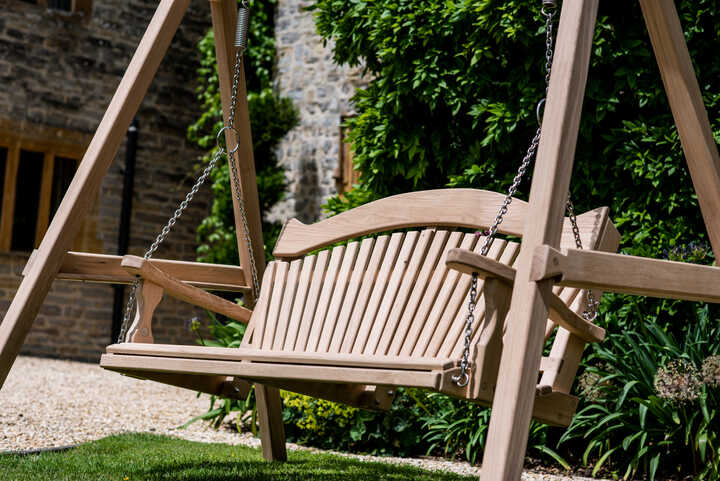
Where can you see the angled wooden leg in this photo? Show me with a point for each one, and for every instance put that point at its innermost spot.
(272, 430)
(86, 183)
(686, 101)
(520, 362)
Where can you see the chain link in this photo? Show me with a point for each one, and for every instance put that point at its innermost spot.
(163, 235)
(462, 379)
(591, 308)
(132, 296)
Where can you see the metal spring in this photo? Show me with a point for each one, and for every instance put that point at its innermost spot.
(243, 25)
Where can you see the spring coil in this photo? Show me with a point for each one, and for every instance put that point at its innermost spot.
(243, 25)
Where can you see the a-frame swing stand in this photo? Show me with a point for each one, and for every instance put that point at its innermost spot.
(540, 265)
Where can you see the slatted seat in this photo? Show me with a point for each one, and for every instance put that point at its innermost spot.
(382, 311)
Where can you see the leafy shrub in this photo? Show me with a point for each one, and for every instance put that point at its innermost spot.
(651, 402)
(458, 429)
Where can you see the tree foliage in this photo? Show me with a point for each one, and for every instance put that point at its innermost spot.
(271, 117)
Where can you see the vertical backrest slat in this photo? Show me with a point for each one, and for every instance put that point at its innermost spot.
(378, 291)
(318, 277)
(327, 293)
(353, 294)
(259, 317)
(276, 297)
(341, 296)
(426, 295)
(286, 310)
(439, 302)
(406, 267)
(377, 255)
(393, 329)
(308, 265)
(423, 285)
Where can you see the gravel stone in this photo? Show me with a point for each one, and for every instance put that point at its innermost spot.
(48, 403)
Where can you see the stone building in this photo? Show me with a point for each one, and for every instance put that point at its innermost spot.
(60, 62)
(314, 155)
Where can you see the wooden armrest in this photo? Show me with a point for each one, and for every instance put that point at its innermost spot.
(138, 266)
(468, 262)
(627, 274)
(82, 266)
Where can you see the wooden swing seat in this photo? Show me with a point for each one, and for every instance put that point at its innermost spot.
(385, 311)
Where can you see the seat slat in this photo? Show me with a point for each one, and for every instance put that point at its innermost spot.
(327, 293)
(352, 295)
(251, 354)
(393, 295)
(261, 371)
(379, 287)
(340, 296)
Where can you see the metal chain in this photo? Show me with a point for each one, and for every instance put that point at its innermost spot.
(463, 378)
(591, 308)
(241, 43)
(163, 235)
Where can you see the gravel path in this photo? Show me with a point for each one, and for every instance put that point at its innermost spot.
(47, 403)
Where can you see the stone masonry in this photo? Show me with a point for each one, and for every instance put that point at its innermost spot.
(61, 70)
(321, 91)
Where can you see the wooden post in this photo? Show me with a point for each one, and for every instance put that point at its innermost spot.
(85, 185)
(224, 16)
(688, 109)
(520, 362)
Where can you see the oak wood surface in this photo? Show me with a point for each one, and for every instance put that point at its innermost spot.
(686, 102)
(81, 266)
(86, 183)
(179, 290)
(517, 379)
(469, 208)
(628, 274)
(250, 354)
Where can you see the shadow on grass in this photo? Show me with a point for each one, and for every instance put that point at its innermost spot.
(144, 457)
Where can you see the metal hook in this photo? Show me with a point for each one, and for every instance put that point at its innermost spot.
(539, 110)
(237, 134)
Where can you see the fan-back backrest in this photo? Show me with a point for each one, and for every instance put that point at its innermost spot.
(393, 294)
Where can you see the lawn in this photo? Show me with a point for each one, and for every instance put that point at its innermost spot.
(145, 457)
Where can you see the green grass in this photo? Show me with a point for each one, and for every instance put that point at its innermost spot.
(145, 457)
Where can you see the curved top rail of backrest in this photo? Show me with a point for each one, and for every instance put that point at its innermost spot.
(469, 208)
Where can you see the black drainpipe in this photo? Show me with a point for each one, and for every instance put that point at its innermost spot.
(124, 231)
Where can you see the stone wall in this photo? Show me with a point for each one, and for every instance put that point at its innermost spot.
(61, 70)
(321, 91)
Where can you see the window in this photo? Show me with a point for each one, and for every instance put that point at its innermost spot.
(80, 6)
(345, 174)
(37, 165)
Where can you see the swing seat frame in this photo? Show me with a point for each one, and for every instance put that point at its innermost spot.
(368, 316)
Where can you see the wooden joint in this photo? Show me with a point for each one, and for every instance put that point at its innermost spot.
(547, 264)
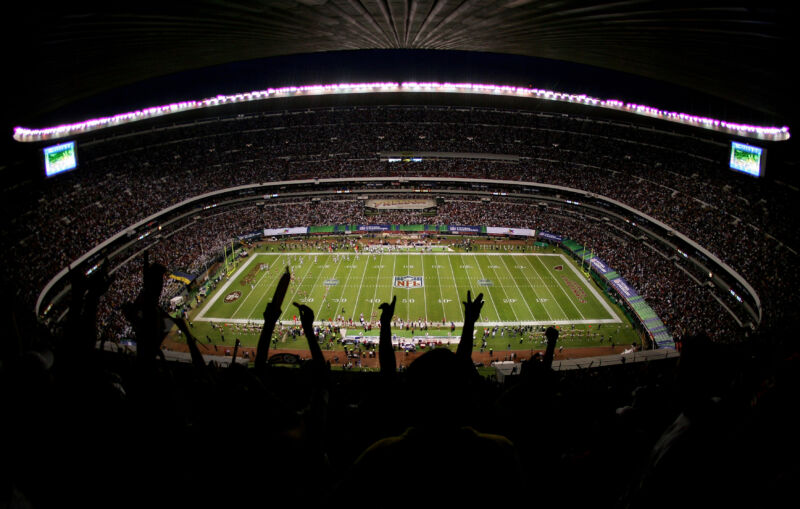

▬▬▬

=== WORK TO BE COMPLETED ===
Copy out every line of the data above that contains the word "gravel", matching case exactly.

=== PROBLEM SOLUTION ===
Where can you see the gravel stone in this photo? Show me with a point for each one, and for every instance put that point at its innermost spot.
Where can you see the gravel path in this photo? Show me with a point for each one, and for every instance put that point at its innermost spot.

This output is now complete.